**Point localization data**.
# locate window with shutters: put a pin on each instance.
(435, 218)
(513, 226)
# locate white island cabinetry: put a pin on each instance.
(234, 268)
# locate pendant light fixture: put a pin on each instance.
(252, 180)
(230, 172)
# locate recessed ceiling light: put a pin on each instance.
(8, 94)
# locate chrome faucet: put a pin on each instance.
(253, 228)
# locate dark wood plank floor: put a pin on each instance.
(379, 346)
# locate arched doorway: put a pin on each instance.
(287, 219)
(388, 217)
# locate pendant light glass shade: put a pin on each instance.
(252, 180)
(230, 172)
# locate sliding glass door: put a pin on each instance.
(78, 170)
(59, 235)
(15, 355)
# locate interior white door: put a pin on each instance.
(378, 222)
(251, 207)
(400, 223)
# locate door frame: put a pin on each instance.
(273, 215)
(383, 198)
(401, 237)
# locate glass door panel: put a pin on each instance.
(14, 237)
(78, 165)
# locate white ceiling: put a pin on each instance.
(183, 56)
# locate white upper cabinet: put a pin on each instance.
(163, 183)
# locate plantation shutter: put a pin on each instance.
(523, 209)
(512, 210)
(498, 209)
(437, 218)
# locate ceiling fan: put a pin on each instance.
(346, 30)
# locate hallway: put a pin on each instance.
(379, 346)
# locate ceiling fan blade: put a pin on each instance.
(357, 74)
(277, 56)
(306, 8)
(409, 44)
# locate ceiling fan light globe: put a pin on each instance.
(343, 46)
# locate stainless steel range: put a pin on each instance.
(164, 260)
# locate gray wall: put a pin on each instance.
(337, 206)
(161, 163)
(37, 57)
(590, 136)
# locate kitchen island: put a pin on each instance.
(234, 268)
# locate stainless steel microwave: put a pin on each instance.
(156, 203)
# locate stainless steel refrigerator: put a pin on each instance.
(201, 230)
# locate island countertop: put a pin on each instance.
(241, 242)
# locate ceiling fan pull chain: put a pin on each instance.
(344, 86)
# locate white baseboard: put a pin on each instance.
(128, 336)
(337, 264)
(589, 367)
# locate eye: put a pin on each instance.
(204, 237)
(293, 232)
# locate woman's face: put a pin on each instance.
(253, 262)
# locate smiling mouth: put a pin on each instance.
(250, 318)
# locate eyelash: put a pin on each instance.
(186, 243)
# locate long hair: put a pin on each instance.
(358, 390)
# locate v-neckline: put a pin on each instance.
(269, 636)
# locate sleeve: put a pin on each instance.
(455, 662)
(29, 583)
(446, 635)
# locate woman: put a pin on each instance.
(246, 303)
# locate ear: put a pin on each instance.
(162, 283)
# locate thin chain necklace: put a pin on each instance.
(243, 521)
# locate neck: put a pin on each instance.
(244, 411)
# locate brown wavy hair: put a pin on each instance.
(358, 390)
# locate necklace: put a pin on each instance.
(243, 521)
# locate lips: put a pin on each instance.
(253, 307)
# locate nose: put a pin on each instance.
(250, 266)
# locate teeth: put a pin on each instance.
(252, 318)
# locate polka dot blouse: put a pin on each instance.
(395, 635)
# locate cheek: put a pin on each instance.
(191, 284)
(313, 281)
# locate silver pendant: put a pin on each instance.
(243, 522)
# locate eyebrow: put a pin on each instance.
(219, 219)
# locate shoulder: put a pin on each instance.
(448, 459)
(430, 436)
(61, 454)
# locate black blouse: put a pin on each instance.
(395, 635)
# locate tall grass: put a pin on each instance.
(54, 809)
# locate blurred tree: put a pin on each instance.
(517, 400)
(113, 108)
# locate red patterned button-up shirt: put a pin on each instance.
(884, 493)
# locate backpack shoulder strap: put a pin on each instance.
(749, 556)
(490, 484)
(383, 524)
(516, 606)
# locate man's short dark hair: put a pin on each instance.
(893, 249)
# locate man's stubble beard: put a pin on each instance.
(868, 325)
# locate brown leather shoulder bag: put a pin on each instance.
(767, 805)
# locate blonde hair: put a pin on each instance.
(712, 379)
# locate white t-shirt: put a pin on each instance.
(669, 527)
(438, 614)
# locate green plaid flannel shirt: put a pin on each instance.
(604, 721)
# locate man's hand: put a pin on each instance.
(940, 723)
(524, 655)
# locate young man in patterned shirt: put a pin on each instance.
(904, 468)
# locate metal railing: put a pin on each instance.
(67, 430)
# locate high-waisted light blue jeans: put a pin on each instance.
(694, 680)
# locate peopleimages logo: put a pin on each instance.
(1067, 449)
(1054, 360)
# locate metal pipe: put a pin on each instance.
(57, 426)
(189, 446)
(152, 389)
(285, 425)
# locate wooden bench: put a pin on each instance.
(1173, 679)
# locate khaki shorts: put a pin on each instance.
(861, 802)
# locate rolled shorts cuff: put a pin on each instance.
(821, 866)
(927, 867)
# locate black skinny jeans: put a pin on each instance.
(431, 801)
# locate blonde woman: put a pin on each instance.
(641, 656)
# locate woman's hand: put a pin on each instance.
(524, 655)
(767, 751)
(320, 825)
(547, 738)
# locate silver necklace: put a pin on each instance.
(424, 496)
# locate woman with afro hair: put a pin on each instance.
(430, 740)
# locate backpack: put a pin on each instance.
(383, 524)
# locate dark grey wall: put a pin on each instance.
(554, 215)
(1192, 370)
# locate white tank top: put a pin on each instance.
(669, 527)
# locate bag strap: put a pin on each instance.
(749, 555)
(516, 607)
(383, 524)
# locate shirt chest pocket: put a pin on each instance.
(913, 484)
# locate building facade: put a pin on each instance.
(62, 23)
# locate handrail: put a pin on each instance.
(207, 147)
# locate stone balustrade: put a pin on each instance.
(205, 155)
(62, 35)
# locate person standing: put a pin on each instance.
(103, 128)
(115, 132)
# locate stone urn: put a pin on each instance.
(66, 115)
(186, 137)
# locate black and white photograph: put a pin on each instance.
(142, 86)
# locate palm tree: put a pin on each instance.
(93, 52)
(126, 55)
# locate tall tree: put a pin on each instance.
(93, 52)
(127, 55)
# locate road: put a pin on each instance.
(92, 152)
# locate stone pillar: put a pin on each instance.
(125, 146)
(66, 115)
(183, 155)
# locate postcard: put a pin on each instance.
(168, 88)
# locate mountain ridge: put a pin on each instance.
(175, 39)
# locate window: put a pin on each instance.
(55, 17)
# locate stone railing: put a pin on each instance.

**EXERCISE OBJECTIVE**. Copy the data. Make sure every line matches exactly.

**EXPECTED ANSWER**.
# locate window with shutters: put a pin on each instance.
(435, 218)
(513, 226)
# locate white island cabinetry: put a pin on each instance.
(234, 268)
# locate pendant light fixture: put a pin on each instance.
(252, 180)
(230, 172)
# locate recessed ceiling light: put a pin on each instance.
(8, 94)
# locate chrome faucet: put a pin on each instance.
(253, 228)
# locate dark wood plank floor: put a pin on each instance.
(379, 346)
# locate arched doorway: put a pin on each instance.
(287, 219)
(388, 217)
# locate pendant light glass shade: put a pin on each instance.
(252, 180)
(230, 172)
# locate sliding glass door: put a pin on each instance.
(78, 170)
(59, 235)
(15, 355)
# locate interior white door: put a pin on each instance.
(378, 222)
(251, 207)
(400, 223)
# locate door frame: put a pin on each instance.
(273, 215)
(383, 198)
(401, 237)
# locate glass door panel: put a pin on each instance.
(14, 237)
(78, 165)
# locate white ceiling: put a pin on each instance.
(183, 56)
# locate white upper cabinet: put a pin on each instance.
(163, 183)
# locate plantation shutter: put a pin on each instance.
(523, 209)
(512, 210)
(498, 209)
(437, 218)
# locate ceiling fan: put a pin on each instance.
(346, 30)
# locate hallway: put a pin on each instance.
(379, 346)
# locate ceiling fan blade: put a pin on each instance.
(357, 74)
(277, 56)
(306, 8)
(409, 44)
# locate ceiling fan light globe: put a pin on each instance.
(343, 46)
# locate stainless steel range: put a pin on each instance.
(164, 260)
# locate gray wall: put a pin on each instance.
(337, 206)
(161, 163)
(37, 57)
(590, 136)
# locate kitchen island: put a pin on each instance.
(234, 268)
# locate stainless steel microwave: put a pin on each instance.
(156, 203)
# locate stainless steel refrigerator: put a pin on each instance.
(201, 230)
# locate island countertop: put a pin on each instance.
(241, 242)
# locate ceiling fan pull chain: put a pin on each instance.
(344, 86)
# locate white baseboard: put a pin on each instance.
(128, 336)
(337, 264)
(589, 367)
# locate eye: put a pin on each instance.
(204, 237)
(293, 232)
# locate woman's face: put a pin on each instance.
(253, 262)
# locate smiling mouth: put a pin on each instance.
(250, 318)
# locate eyelash: put a pin on each instance.
(186, 243)
# locate long hair: put a pin on each instance.
(358, 390)
# locate v-neckline: put a pin on each instance.
(269, 636)
# locate sleeve: put a pin on each instance.
(455, 662)
(29, 583)
(446, 635)
# locate woman: put a pin on each instance.
(246, 303)
# locate ear: put a pin on each instance.
(162, 283)
# locate thin chain necklace: put a pin on each instance.
(243, 521)
# locate neck: put a pin on each instance.
(244, 411)
# locate brown wavy hair: put a pin on each instance.
(358, 390)
# locate necklace: put a pin on each instance.
(243, 521)
# locate lips: put a pin on each instance.
(253, 307)
# locate nose: put a pin on each instance.
(250, 266)
# locate teeth: put a pin on each instance.
(252, 318)
# locate polka dot blouse: put a pin on each instance.
(395, 635)
# locate cheek: put a pin on each instance.
(191, 284)
(313, 281)
# locate silver pendant: put a pin on each instance.
(243, 522)
# locate eyebrow: put a pin on each instance.
(219, 219)
# locate shoulder: put a pin on each instance.
(448, 459)
(430, 436)
(61, 454)
# locate black blouse: put a pin on each instance.
(395, 635)
# locate tall grass: put a pin on each instance.
(54, 809)
# locate blurred tree: put a pin on each instance.
(517, 400)
(113, 108)
# locate red patterned button-up shirt: put a pin on each instance.
(884, 493)
# locate backpack shoulder strap: put a pin on each instance.
(749, 556)
(490, 484)
(383, 524)
(516, 606)
# locate man's short dark hair: put a pin on each instance.
(893, 249)
# locate man's stubble beard: put a pin on each instance.
(868, 325)
# locate brown leather shoulder bag: put a pin on each instance.
(767, 805)
# locate blonde hair: put a pin on each instance.
(712, 379)
# locate white t-shirt: put a pin on each instance.
(669, 527)
(438, 614)
# locate green plaid flannel shirt: put a pin on each instance.
(604, 721)
# locate man's hand: put a pin on each instance.
(940, 723)
(524, 655)
# locate young man in patterned shirt: put a pin on each instance.
(904, 468)
# locate metal railing: put a pin on each instance.
(67, 430)
# locate high-waisted light blue jeans: put a pin on each instance.
(694, 680)
# locate peopleimages logo: put a pin on each instance.
(1067, 449)
(1054, 360)
# locate metal pipe: put a pin on each instance.
(57, 426)
(189, 446)
(152, 389)
(285, 425)
# locate wooden bench: put a pin on each instance.
(1173, 679)
# locate khaki shorts: put a pin on each instance.
(861, 802)
# locate rolled shorts cuff: put a pin on each instance.
(821, 866)
(927, 867)
# locate black skinny jeans: put a pin on each instance.
(431, 801)
# locate blonde woman: put a pin on each instance.
(641, 656)
# locate woman's hand: put a pin on each instance.
(524, 655)
(767, 751)
(320, 825)
(547, 738)
# locate silver necklace: put a pin on each instance.
(424, 496)
# locate woman with afro hair: put a pin on each instance.
(430, 740)
# locate backpack: put a pin on each instance.
(383, 524)
# locate dark grey wall: put a pin on each instance.
(554, 215)
(1192, 370)
# locate white tank top: put a pin on each instance.
(669, 527)
# locate bag strap: put a pin on each instance.
(749, 555)
(516, 607)
(383, 524)
# locate shirt chest pocket: put a pin on each instance.
(913, 484)
# locate building facade: put a pin on each instance.
(62, 23)
# locate handrail: put a pin on each instance.
(207, 147)
# locate stone balustrade: put a pin on each instance.
(205, 155)
(62, 35)
# locate person standing: put a pin on each instance.
(103, 128)
(115, 132)
# locate stone urn: put a pin on each instance.
(66, 115)
(186, 137)
# locate black and white photograph: put a pin on each instance.
(142, 86)
# locate palm tree: put a pin on each instance.
(93, 52)
(126, 55)
# locate tall tree: put a pin on each instance.
(93, 52)
(127, 55)
# locate road: put a pin on each instance.
(92, 152)
# locate stone pillar: put a pin on each instance.
(125, 146)
(66, 115)
(183, 155)
# locate postcard: put a pin on each instance.
(168, 88)
# locate mountain ridge: put a pin on each instance.
(175, 39)
# locate window: put a pin on each instance.
(55, 17)
# locate stone railing: put a pin on each instance.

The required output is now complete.